- WHAT YOU ARE ASKED TO DO:
Please pick out each line of the data that contains the word "officer" and copy those lines.

- Segmentation labeling entries:
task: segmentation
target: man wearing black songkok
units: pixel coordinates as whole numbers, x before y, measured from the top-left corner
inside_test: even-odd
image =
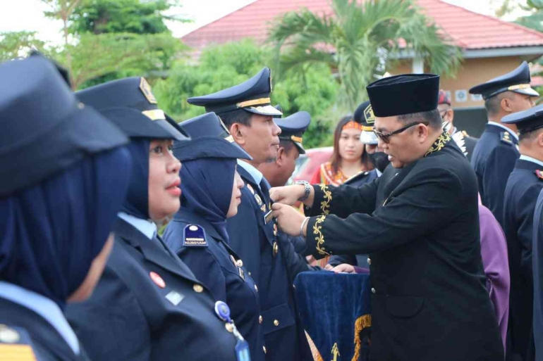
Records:
[[[374,132],[392,167],[358,188],[273,189],[274,216],[317,258],[369,254],[372,359],[502,360],[481,260],[477,178],[441,129],[439,87],[431,74],[370,84]],[[298,198],[312,217],[281,204]]]

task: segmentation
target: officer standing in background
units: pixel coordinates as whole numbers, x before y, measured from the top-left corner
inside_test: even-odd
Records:
[[[439,85],[432,74],[370,84],[375,133],[392,166],[359,187],[319,184],[307,197],[299,185],[274,189],[274,216],[287,234],[301,229],[316,256],[370,255],[372,358],[500,361],[504,347],[481,260],[477,179],[441,128]],[[287,205],[300,197],[312,217]]]
[[[454,110],[451,107],[451,99],[443,89],[439,90],[439,96],[437,99],[437,110],[439,110],[439,115],[443,120],[443,129],[453,136],[456,144],[460,148],[464,148],[462,151],[468,157],[468,160],[471,161],[473,149],[479,139],[470,137],[465,130],[458,130],[454,126],[453,122],[454,121]]]
[[[472,94],[482,94],[489,120],[473,150],[471,164],[477,174],[482,204],[502,227],[504,191],[520,154],[516,126],[504,125],[501,119],[534,106],[532,97],[539,94],[530,87],[530,68],[525,61],[512,72],[470,89]]]
[[[287,265],[276,239],[270,186],[257,169],[262,163],[274,162],[279,147],[281,129],[273,116],[281,113],[271,105],[271,72],[264,68],[243,83],[187,101],[215,112],[234,141],[252,157],[251,161],[238,161],[238,172],[245,185],[238,214],[228,219],[226,229],[232,249],[257,283],[266,360],[311,360]]]
[[[504,117],[519,133],[520,158],[507,181],[504,231],[511,272],[508,360],[534,359],[532,241],[535,203],[543,189],[543,106]]]
[[[365,183],[373,181],[381,177],[390,162],[386,154],[377,147],[378,139],[373,132],[373,125],[375,122],[375,116],[373,114],[370,101],[365,101],[356,108],[354,115],[355,121],[362,123],[362,133],[360,141],[364,144],[365,151],[370,156],[370,160],[375,167],[370,172],[360,172],[354,177],[351,177],[345,182],[345,184],[354,186],[360,186]],[[372,261],[368,259],[367,255],[334,255],[330,257],[327,265],[327,270],[331,270],[339,265],[343,265],[338,272],[353,273],[355,272],[353,267],[358,266],[367,268]]]
[[[264,163],[258,166],[264,177],[272,186],[286,184],[296,167],[296,160],[300,154],[305,154],[303,148],[303,133],[311,122],[311,115],[300,111],[286,118],[275,118],[275,124],[281,128],[279,148],[274,162]]]
[[[533,222],[534,343],[536,361],[543,361],[543,191],[535,204]]]

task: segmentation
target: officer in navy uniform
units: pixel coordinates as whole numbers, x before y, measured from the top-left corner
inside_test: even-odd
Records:
[[[227,305],[216,300],[157,235],[179,209],[181,163],[173,140],[186,133],[157,105],[142,77],[77,93],[131,139],[134,166],[115,243],[96,291],[66,310],[93,360],[248,360],[238,355]],[[245,348],[243,353],[248,351]]]
[[[351,177],[345,182],[346,184],[349,184],[353,186],[360,186],[365,183],[373,182],[374,179],[377,179],[382,172],[384,171],[383,165],[385,167],[390,164],[386,159],[386,162],[379,162],[379,164],[376,163],[376,156],[388,157],[382,151],[379,151],[377,148],[377,137],[375,136],[375,133],[373,132],[373,125],[375,122],[375,115],[373,114],[373,109],[370,101],[365,101],[356,108],[355,110],[355,115],[353,117],[355,122],[358,122],[362,124],[362,134],[360,134],[360,141],[365,144],[365,151],[368,151],[367,146],[374,146],[374,148],[372,149],[372,152],[368,152],[370,156],[370,160],[375,167],[372,170],[369,172],[361,172],[358,175]],[[380,154],[379,154],[380,153]],[[379,167],[377,167],[379,165]],[[380,170],[379,168],[381,168]],[[333,267],[336,267],[341,264],[347,264],[353,266],[358,266],[363,268],[367,268],[369,264],[372,261],[367,258],[367,255],[334,255],[330,257],[328,260],[328,265],[330,267],[327,266],[327,269],[330,270]],[[354,271],[354,269],[353,270]]]
[[[534,343],[536,361],[543,361],[543,191],[535,203],[533,224]]]
[[[501,118],[525,110],[534,105],[539,94],[530,87],[530,68],[525,61],[512,72],[470,89],[482,94],[489,122],[473,150],[471,164],[479,183],[483,205],[504,226],[504,191],[509,175],[520,154],[514,125],[504,125]]]
[[[499,361],[477,178],[441,128],[439,87],[432,74],[370,84],[376,135],[392,166],[358,187],[316,185],[307,196],[299,185],[273,189],[274,216],[286,233],[301,228],[316,257],[370,254],[372,359]],[[288,205],[300,197],[312,217]]]
[[[279,106],[275,106],[275,108],[281,110]],[[303,134],[311,123],[311,115],[309,113],[303,110],[285,118],[281,118],[280,115],[276,115],[274,118],[275,123],[281,128],[277,157],[275,162],[261,164],[258,167],[258,170],[262,172],[272,186],[280,186],[286,184],[287,181],[292,176],[296,166],[296,159],[300,154],[305,154],[305,149],[303,148]],[[300,248],[303,251],[305,247],[305,242],[303,237],[291,236],[279,230],[277,241],[279,250],[287,265],[289,279],[292,283],[300,272],[321,270],[318,266],[308,265],[307,260],[298,254],[300,251]],[[292,246],[289,243],[291,243]]]
[[[458,130],[454,126],[454,110],[451,107],[451,99],[443,89],[439,90],[437,109],[439,110],[439,115],[443,120],[443,129],[453,136],[456,145],[462,149],[465,156],[468,157],[468,160],[471,161],[473,149],[475,148],[475,145],[479,139],[470,137],[465,130]]]
[[[182,127],[195,141],[173,146],[173,154],[183,163],[183,207],[168,224],[164,241],[215,298],[228,303],[231,317],[249,344],[251,360],[263,361],[262,317],[255,283],[230,246],[226,232],[226,218],[235,215],[236,196],[240,196],[243,186],[236,171],[236,158],[252,158],[227,136],[214,113],[183,122]]]
[[[232,249],[257,282],[266,359],[310,360],[288,265],[276,239],[270,186],[257,169],[260,164],[274,160],[279,145],[281,129],[272,117],[281,112],[271,105],[271,72],[264,68],[242,84],[188,101],[215,112],[234,141],[253,158],[238,162],[238,172],[245,185],[238,214],[228,218],[227,230]]]
[[[63,310],[90,296],[111,251],[128,139],[43,57],[0,77],[0,360],[87,360]]]
[[[501,121],[517,126],[520,151],[504,197],[504,231],[511,274],[507,354],[511,360],[534,360],[532,221],[535,202],[543,189],[543,105]]]
[[[276,108],[280,108],[279,106]],[[296,167],[296,160],[305,154],[303,148],[303,134],[311,123],[311,115],[306,111],[299,111],[285,118],[274,117],[275,123],[281,128],[279,148],[274,162],[264,163],[258,167],[272,186],[284,186]]]

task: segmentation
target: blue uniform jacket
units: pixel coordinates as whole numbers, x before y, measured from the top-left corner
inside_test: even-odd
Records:
[[[532,338],[533,220],[535,203],[543,189],[543,179],[535,172],[537,170],[542,170],[541,165],[517,160],[507,181],[504,205],[504,232],[511,282],[508,325],[511,343],[507,353],[520,355],[523,360]]]
[[[183,231],[189,224],[205,230],[205,244],[185,245]],[[249,343],[251,361],[265,360],[260,305],[255,281],[243,260],[230,248],[207,220],[188,210],[181,210],[164,232],[164,241],[190,268],[215,299],[230,306],[231,317]]]
[[[28,348],[32,349],[37,361],[89,360],[82,345],[80,344],[80,354],[75,355],[59,331],[42,316],[21,305],[1,298],[0,324],[6,325],[11,329],[11,332],[15,331],[17,336],[16,339],[14,338],[13,340],[0,336],[0,360],[25,360],[23,355],[28,355]],[[15,355],[9,353],[9,346],[13,346],[18,348]]]
[[[539,193],[534,212],[532,265],[534,274],[534,338],[535,360],[543,361],[543,191]]]
[[[91,359],[236,360],[235,336],[188,267],[161,240],[123,220],[114,232],[92,296],[66,312]]]
[[[245,185],[241,189],[238,214],[228,218],[227,229],[232,249],[243,260],[258,286],[266,360],[312,360],[296,309],[283,250],[279,251],[277,227],[274,220],[264,220],[269,210],[269,185],[263,179],[265,189],[262,191],[245,170],[238,167],[238,172]]]
[[[379,178],[377,171],[373,170],[370,172],[359,173],[348,179],[345,184],[353,186],[360,186],[361,185],[369,183],[377,178]],[[330,257],[328,263],[332,266],[337,266],[341,263],[348,263],[349,265],[353,265],[353,266],[367,268],[369,265],[367,260],[367,255],[334,255]]]
[[[504,192],[507,179],[520,156],[518,144],[517,139],[506,130],[487,124],[471,158],[482,204],[492,212],[502,227]]]

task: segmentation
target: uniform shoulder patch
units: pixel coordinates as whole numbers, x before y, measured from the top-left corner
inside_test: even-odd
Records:
[[[24,329],[0,324],[0,360],[36,361],[30,336]]]
[[[500,140],[508,144],[513,144],[513,139],[508,132],[500,132]]]
[[[205,231],[197,224],[188,224],[183,231],[184,247],[207,247]]]

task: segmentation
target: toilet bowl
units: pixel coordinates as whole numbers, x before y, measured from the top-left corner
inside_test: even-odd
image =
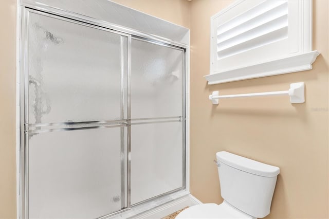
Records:
[[[280,169],[226,151],[216,155],[224,202],[191,206],[175,218],[255,219],[268,215]]]
[[[177,219],[255,218],[236,209],[225,200],[219,205],[214,203],[208,203],[191,206],[180,212],[175,218]]]

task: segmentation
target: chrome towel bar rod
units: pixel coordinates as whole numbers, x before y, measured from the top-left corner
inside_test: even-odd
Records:
[[[304,82],[299,82],[290,84],[290,88],[288,90],[233,94],[230,95],[219,95],[219,92],[218,91],[214,91],[212,92],[211,95],[209,95],[209,100],[211,100],[213,104],[218,104],[219,103],[218,99],[220,99],[288,95],[290,97],[290,101],[291,103],[301,103],[305,102],[304,87],[305,84]]]

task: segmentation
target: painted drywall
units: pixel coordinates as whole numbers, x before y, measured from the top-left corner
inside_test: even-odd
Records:
[[[177,23],[181,20],[161,11],[157,4],[164,1],[116,2],[182,25]],[[227,151],[281,168],[267,218],[328,218],[327,0],[313,3],[313,48],[321,54],[313,70],[208,85],[203,76],[209,72],[210,17],[233,2],[193,0],[187,6],[191,19],[190,26],[185,26],[191,29],[191,191],[203,202],[222,202],[213,160],[216,152]],[[290,83],[301,81],[306,84],[306,102],[301,104],[291,105],[286,97],[223,100],[218,106],[208,99],[213,90],[225,95],[286,90]]]
[[[0,7],[0,218],[16,217],[16,0]]]
[[[111,0],[190,28],[191,4],[187,0]]]
[[[310,71],[208,86],[210,16],[231,0],[116,0],[191,28],[191,190],[204,202],[222,202],[215,153],[226,150],[281,168],[268,218],[328,218],[328,13],[327,0],[314,1],[314,49]],[[15,3],[0,8],[0,218],[15,218]],[[223,100],[207,97],[286,89],[306,83],[306,102],[282,97]]]
[[[190,184],[203,202],[220,203],[213,162],[227,151],[279,167],[267,218],[328,218],[328,3],[313,3],[313,49],[321,54],[313,69],[208,85],[210,17],[233,1],[193,0],[191,8]],[[222,95],[283,90],[305,83],[306,102],[286,97],[223,99],[213,105],[212,91]]]

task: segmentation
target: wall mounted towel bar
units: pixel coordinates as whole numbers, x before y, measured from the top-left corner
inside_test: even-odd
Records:
[[[288,90],[277,92],[254,93],[250,94],[233,94],[231,95],[218,95],[219,92],[214,91],[209,95],[209,100],[213,104],[218,104],[219,99],[234,98],[236,97],[261,97],[266,96],[289,95],[291,103],[301,103],[305,102],[305,84],[304,82],[293,83],[290,84],[290,88]]]

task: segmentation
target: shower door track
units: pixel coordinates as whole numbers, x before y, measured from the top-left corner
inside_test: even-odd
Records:
[[[50,123],[40,124],[29,124],[26,122],[26,118],[28,116],[28,80],[27,77],[27,45],[28,42],[28,35],[26,34],[28,25],[28,13],[32,12],[35,13],[44,15],[57,19],[69,21],[70,22],[78,24],[83,24],[86,26],[99,29],[106,31],[117,33],[121,36],[125,36],[128,39],[127,45],[127,119],[119,119],[117,120],[97,121],[83,121],[79,122],[63,122],[63,123]],[[80,14],[76,14],[71,12],[64,11],[58,9],[55,9],[46,5],[36,5],[32,4],[24,3],[21,7],[21,28],[20,40],[20,74],[19,81],[20,83],[19,99],[20,99],[20,121],[21,123],[21,134],[19,139],[20,147],[20,217],[21,218],[27,218],[28,216],[28,135],[29,134],[37,134],[45,132],[51,132],[58,131],[68,131],[79,130],[88,130],[95,129],[104,129],[113,127],[121,127],[127,128],[127,153],[125,156],[127,157],[127,163],[126,166],[127,177],[126,190],[121,191],[121,195],[124,194],[126,198],[126,208],[125,207],[121,210],[112,213],[111,214],[100,217],[100,218],[105,218],[113,215],[119,214],[123,212],[131,209],[132,207],[137,206],[140,204],[151,202],[156,198],[158,198],[177,191],[184,190],[186,188],[186,71],[187,55],[186,51],[188,46],[179,42],[173,41],[164,38],[149,34],[145,33],[139,32],[124,27],[116,25],[108,22],[98,21],[91,17],[85,17]],[[122,37],[122,36],[121,36]],[[131,40],[132,39],[140,41],[147,42],[158,45],[161,46],[170,47],[175,49],[181,50],[183,52],[183,103],[182,103],[182,116],[178,117],[159,117],[151,118],[131,119],[131,88],[130,78],[131,77]],[[122,41],[121,41],[122,42]],[[122,103],[124,104],[124,101]],[[121,108],[124,108],[124,106]],[[123,110],[124,111],[124,110]],[[124,111],[123,111],[124,113]],[[181,188],[170,191],[159,195],[151,197],[147,200],[143,200],[133,205],[131,205],[131,167],[130,167],[130,153],[131,149],[131,125],[159,123],[162,122],[182,122],[182,185]],[[121,132],[122,130],[121,129]],[[121,138],[124,138],[124,135],[121,135]],[[123,141],[121,141],[121,143]],[[121,147],[122,148],[122,147]],[[125,166],[122,166],[124,168]],[[121,184],[124,184],[124,180],[121,180]],[[124,188],[125,185],[122,185],[122,188]],[[124,201],[124,199],[122,199]],[[122,205],[125,205],[125,203]]]

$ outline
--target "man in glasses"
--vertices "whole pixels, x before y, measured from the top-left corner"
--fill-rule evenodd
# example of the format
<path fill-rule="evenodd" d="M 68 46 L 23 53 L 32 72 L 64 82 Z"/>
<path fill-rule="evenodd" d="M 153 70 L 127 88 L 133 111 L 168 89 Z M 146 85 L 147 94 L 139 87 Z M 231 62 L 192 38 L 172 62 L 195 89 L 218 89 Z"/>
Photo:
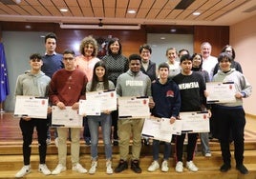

- SOLUTION TO THIS PROBLEM:
target: officer standing in background
target: officer in navy uniform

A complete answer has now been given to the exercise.